▶ [WHAT THE TASK REQUIRES] Copy the material from its start through the line that contains "xmin=1169 ymin=585 xmax=1270 ymax=649", keeping the request text and adding 66 to every bounding box coordinate.

▶ [INFORMATION SHOWN]
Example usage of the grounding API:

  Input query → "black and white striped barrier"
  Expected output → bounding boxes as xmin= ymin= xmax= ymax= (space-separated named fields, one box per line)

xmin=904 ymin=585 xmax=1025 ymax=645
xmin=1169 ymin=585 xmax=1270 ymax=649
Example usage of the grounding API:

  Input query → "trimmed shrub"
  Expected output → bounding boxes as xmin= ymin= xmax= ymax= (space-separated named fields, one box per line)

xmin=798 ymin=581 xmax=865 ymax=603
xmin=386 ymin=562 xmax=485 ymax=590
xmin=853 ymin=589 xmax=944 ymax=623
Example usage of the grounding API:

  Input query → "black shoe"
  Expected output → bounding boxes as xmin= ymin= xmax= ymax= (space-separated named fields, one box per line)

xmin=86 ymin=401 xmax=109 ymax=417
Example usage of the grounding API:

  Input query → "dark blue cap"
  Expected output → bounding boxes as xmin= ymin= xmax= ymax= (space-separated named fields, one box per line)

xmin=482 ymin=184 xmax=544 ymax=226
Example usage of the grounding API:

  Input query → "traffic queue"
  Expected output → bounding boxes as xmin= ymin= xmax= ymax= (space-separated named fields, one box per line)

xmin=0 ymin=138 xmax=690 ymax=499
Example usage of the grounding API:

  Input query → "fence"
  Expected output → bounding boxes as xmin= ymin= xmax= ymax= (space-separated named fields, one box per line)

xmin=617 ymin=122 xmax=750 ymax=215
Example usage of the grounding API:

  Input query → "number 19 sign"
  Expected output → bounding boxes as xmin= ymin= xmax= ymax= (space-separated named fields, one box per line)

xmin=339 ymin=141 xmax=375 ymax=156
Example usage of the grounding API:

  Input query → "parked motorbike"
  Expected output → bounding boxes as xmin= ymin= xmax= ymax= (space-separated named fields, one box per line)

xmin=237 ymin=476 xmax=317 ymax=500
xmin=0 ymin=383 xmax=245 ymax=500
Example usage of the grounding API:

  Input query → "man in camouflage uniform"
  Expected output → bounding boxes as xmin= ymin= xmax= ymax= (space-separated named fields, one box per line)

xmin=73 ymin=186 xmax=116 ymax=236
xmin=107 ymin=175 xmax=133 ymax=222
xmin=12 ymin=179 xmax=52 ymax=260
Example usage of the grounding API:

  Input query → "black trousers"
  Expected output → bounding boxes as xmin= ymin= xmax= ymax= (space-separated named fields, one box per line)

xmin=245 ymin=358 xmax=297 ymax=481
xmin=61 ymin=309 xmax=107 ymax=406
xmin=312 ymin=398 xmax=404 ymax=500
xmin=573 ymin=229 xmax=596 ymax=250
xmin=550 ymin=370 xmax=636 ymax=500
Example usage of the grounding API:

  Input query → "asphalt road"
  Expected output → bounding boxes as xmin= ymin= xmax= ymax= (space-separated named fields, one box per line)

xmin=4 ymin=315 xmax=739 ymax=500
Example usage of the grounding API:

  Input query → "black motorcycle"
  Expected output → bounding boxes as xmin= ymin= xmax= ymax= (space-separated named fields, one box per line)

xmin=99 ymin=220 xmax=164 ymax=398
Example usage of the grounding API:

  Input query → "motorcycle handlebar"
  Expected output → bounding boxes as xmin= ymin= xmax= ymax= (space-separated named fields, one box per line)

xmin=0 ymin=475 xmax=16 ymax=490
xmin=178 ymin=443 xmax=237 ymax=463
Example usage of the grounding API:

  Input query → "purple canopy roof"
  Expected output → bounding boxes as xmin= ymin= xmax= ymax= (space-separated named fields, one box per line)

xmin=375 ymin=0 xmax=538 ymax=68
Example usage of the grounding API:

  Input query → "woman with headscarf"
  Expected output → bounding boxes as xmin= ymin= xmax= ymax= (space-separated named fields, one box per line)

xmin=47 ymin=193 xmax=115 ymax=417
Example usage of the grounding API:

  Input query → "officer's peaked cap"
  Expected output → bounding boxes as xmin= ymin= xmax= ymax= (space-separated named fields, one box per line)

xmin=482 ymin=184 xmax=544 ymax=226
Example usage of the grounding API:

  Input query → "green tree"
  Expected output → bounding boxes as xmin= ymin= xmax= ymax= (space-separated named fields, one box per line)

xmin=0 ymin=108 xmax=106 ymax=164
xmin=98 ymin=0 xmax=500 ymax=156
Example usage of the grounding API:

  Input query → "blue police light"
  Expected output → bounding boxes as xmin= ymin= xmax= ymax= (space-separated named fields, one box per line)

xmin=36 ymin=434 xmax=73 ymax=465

▶ [WRITTEN REPLY]
Example usage of the grounding API:

  Input query → "black and white striped barrier"
  Expected output → bounding boxes as xmin= ymin= xmax= ymax= (space-separated named fields, one box per line)

xmin=970 ymin=651 xmax=1091 ymax=711
xmin=1235 ymin=651 xmax=1336 ymax=715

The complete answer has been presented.